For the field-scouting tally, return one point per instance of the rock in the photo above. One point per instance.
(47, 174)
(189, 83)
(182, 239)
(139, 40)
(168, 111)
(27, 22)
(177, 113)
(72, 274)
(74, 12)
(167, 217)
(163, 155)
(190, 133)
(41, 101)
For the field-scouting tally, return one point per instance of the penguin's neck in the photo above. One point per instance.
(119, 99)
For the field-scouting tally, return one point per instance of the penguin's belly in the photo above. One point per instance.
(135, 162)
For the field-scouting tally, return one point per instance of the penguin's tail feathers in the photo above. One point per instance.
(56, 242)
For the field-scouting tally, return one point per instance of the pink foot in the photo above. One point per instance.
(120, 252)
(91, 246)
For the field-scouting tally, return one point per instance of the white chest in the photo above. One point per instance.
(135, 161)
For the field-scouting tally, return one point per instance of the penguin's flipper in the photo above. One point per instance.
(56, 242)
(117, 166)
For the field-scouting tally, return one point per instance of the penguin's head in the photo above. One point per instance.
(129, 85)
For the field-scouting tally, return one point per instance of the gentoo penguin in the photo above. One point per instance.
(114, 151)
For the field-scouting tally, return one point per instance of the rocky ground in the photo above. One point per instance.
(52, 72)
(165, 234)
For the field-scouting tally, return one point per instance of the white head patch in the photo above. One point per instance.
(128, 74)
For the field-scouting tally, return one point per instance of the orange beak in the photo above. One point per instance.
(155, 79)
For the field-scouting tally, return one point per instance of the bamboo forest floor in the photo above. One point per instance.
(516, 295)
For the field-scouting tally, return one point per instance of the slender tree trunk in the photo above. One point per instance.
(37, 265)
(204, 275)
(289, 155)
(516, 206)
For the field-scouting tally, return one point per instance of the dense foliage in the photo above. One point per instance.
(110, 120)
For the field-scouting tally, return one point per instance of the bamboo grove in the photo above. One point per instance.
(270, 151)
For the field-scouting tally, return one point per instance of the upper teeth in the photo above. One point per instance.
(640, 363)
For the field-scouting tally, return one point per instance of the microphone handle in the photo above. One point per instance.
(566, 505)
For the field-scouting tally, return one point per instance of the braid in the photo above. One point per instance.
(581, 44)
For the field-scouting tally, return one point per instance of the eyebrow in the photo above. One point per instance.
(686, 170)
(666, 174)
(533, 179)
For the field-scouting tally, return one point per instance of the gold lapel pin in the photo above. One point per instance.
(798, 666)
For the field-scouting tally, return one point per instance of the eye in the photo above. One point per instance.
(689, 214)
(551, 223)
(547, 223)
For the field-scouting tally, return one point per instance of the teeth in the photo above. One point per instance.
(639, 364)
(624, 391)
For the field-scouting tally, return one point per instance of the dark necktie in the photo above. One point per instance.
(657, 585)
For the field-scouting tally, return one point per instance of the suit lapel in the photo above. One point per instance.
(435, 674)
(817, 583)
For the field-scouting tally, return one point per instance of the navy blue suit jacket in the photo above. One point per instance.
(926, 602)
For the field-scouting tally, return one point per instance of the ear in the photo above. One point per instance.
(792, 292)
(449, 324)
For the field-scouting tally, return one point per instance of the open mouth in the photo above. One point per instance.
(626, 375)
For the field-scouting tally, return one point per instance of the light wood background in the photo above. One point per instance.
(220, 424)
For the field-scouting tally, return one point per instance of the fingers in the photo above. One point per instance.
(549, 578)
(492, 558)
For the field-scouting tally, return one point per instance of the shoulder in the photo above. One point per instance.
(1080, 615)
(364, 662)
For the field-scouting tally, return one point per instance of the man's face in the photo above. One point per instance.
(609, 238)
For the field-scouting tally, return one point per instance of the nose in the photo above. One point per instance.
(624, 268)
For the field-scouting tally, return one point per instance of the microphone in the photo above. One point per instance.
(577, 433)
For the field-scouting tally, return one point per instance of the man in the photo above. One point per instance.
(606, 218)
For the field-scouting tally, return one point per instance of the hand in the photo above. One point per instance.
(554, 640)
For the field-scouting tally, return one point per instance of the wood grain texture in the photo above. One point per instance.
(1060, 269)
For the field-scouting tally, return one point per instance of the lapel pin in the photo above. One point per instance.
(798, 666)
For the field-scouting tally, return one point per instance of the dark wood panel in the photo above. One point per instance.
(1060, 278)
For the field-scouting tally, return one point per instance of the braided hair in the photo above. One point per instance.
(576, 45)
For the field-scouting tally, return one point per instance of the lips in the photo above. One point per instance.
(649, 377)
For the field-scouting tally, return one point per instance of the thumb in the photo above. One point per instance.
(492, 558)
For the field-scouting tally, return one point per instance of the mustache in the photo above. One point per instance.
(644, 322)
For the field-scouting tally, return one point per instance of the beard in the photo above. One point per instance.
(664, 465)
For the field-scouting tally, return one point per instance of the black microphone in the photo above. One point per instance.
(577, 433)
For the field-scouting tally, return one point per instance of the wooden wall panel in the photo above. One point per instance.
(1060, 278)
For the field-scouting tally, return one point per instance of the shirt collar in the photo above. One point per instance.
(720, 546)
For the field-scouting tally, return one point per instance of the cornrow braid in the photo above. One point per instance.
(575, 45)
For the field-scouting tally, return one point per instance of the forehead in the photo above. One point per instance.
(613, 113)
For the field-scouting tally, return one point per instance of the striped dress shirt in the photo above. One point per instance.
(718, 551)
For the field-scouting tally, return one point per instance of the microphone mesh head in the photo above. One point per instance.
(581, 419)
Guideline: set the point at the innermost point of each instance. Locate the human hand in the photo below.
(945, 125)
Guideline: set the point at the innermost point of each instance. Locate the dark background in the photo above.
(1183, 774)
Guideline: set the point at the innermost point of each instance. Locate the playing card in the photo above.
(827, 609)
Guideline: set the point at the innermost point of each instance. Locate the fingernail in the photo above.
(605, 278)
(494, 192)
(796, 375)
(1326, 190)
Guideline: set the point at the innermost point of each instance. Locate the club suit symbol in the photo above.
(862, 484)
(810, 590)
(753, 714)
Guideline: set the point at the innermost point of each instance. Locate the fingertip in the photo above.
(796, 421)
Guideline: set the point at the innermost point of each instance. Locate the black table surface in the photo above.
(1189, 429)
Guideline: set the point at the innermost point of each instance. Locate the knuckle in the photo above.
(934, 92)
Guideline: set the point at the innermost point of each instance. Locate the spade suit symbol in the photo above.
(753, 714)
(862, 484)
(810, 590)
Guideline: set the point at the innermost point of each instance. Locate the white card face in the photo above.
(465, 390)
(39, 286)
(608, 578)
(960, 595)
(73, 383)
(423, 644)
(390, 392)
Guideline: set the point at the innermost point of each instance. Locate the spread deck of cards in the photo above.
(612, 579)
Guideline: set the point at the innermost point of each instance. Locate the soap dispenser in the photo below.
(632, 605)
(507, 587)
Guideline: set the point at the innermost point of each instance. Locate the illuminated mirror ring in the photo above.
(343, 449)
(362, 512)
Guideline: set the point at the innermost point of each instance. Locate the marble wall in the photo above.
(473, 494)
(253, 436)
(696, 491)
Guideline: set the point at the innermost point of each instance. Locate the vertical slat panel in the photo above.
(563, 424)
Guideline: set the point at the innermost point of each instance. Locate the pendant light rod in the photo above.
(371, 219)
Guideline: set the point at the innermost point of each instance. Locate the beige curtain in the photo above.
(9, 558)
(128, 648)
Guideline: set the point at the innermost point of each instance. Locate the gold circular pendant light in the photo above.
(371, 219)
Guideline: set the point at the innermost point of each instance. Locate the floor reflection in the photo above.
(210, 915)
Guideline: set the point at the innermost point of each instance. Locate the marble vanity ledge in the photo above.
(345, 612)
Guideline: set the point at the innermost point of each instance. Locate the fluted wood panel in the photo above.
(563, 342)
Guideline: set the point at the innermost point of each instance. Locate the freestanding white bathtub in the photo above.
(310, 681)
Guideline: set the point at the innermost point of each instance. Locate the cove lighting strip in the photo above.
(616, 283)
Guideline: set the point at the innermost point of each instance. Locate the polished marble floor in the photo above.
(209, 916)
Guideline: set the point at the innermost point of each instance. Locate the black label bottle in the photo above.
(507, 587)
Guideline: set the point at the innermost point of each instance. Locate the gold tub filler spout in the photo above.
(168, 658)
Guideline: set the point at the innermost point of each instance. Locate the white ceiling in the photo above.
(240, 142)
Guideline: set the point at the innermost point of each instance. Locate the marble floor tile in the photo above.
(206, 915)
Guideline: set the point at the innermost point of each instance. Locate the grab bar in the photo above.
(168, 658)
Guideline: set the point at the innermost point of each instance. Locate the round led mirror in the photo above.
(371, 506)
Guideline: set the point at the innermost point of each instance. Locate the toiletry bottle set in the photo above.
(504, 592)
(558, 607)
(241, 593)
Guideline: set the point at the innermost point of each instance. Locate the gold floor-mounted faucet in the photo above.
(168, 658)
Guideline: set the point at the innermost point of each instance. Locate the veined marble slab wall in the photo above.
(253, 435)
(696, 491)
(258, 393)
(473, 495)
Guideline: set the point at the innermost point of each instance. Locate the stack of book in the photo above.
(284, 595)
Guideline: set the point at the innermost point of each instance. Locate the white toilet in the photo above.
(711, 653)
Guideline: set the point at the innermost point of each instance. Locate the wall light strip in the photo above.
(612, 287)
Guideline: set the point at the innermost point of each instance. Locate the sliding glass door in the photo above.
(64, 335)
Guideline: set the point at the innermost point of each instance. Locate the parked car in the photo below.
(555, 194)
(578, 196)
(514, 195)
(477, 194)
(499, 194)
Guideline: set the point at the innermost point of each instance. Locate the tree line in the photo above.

# What is required:
Write out exactly the lines from the one containing "light strip in the photo above." through the end of the data, both included. Add nothing else.

# Exercise output:
Guideline: set the point at the innermost point of each instance. Locate the wall light strip in the photo above.
(612, 287)
Guideline: set the point at the innermost point of each instance. Locate the sliding glass door in the photo above.
(64, 335)
Guideline: set the point at the innermost point of each instance. Locate the parked car in the photo below.
(555, 194)
(578, 196)
(514, 195)
(477, 194)
(499, 194)
Guideline: set the point at the innermost point of each instance. Locate the tree line in the photo above.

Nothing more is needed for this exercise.